• [DOCUMENT]
Also related, how would to feed the model multiple images for inference using the Hub pipeline? Should we stack all the images before feeding them?

1 Like

Hi not that helpful but you can send 2 images but LLaVA model training did not have training data on 2 images so the result is arbitrary…
When I tried it the newest image is looked at and the previous ones were ignored.
I think you would need to retrain or fine-tune the LLaVA model which 2 image data

see this question I asked- that does show you how to feed the multiple images into the model pipeline but the author is clear they haven’t trained with any 2 image datasets
YouLiXiya/tinyllava-v1.0-1.1b-hf · The model supports multi-image and multi-prompt generation.?

1 Like

Thanks! This is what I was expecting. I saw the same kind of answers from the authors on their github as well. I guess we will need to wait for LLaVA 2.0 for this :sweat_smile: (LLaVA 1.6 just came out but I do not think it was trained on multi-image).

@alazia I think you are right re llava 1.6 but you could finetune any of these models with multi-image and it would work,.there is also image stitching approach (adding mutipe images into one and the feeding thatti the network) here is an example of this Multiple image embeds in one prompt? · Issue #12 · vikhyat/moondream · GitHub which shows it working… it s very prompt dependent and this seems to be the case with many llaava models

@sujitvasanth Yeah, but right now I do not have the bandwidth to do fine-tuning of VLMs, I was hoping for a zero-shot setup. You are right, the stitching approach is an option, but remember that your image input will be rescaled to the vision encoder size (e.g. 336x336 for LLaVA 1.5), which means that trying to put 2 images inside such a small resolution will make you lose a lot of details and pixel-level features.

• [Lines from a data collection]
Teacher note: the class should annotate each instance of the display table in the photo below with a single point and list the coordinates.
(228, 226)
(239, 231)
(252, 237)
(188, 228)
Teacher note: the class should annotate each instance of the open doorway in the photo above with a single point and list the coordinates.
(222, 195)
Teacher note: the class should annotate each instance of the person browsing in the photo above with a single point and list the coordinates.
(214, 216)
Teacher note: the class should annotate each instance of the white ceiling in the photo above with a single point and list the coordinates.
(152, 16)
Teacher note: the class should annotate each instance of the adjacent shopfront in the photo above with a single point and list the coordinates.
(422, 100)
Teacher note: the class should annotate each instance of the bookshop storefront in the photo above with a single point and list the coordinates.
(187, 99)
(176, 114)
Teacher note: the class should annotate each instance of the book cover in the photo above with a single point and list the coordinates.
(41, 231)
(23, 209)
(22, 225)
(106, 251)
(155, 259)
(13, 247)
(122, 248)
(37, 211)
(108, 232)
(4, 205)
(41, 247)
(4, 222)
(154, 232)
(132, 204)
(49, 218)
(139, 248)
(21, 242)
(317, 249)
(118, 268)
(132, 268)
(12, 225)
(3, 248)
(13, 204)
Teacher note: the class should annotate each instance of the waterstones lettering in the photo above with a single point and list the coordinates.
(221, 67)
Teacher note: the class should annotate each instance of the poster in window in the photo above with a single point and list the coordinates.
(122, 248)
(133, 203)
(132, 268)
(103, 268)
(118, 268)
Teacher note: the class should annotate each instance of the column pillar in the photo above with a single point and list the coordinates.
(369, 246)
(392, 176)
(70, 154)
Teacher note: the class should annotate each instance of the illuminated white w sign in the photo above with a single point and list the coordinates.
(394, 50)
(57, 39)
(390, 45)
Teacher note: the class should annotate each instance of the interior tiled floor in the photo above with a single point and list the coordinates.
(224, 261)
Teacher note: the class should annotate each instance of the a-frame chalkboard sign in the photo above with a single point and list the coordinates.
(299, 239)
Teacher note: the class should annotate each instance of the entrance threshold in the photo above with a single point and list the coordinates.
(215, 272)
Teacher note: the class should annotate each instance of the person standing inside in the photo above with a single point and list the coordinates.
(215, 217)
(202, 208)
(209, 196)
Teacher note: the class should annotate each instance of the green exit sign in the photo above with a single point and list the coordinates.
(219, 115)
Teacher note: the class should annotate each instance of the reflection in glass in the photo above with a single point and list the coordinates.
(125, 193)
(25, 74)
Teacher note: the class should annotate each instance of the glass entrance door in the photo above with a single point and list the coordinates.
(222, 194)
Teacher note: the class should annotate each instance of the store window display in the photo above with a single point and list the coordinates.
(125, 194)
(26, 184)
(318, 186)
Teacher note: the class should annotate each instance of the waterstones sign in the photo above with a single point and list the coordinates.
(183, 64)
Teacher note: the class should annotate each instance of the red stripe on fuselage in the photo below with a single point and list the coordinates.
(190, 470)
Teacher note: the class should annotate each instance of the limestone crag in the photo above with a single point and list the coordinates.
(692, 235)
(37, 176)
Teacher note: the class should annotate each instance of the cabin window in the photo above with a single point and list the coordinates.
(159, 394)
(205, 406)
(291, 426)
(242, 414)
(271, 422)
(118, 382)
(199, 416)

• [STATED EXERCISE 1] In the forum thread about giving LLaVA more than one image, what input size is given for the LLaVA 1.5 vision encoder?
• [STATED EXERCISE 2] Write the next post in the forum thread about giving LLaVA more than one image, picking up after its final message.

• [TASK OUTPUT 1] 336x336

• [TASK OUTPUT 2]
1 Like

Has anyone tried Video-LLaVA or LLaVa-NeXT-Video? If so, which out of the two was more accurate?

Hi,

The original LLaVa models were indeed not trained with interleaved images, but it’s now added in the docs on how to do that: LLaVa. The same goes for LLaVA-NeXT.

See also here where we discuss which ones could be useful for few-shot prompting.

Hey @alzaia ,
Or maybe consider using the Phi 3.5 vision model. Worked great for me:

The code snippets show how to add multiple images.
Best,
Mike

Indeed, and another model which just got released which supports few-shots is Qwen2-VL, which is integrated natively in the Transformers library. See this tweet regarding sample usage.

Note that it’s a fast moving field so in about 2 weeks this model will again be surpassed by another one.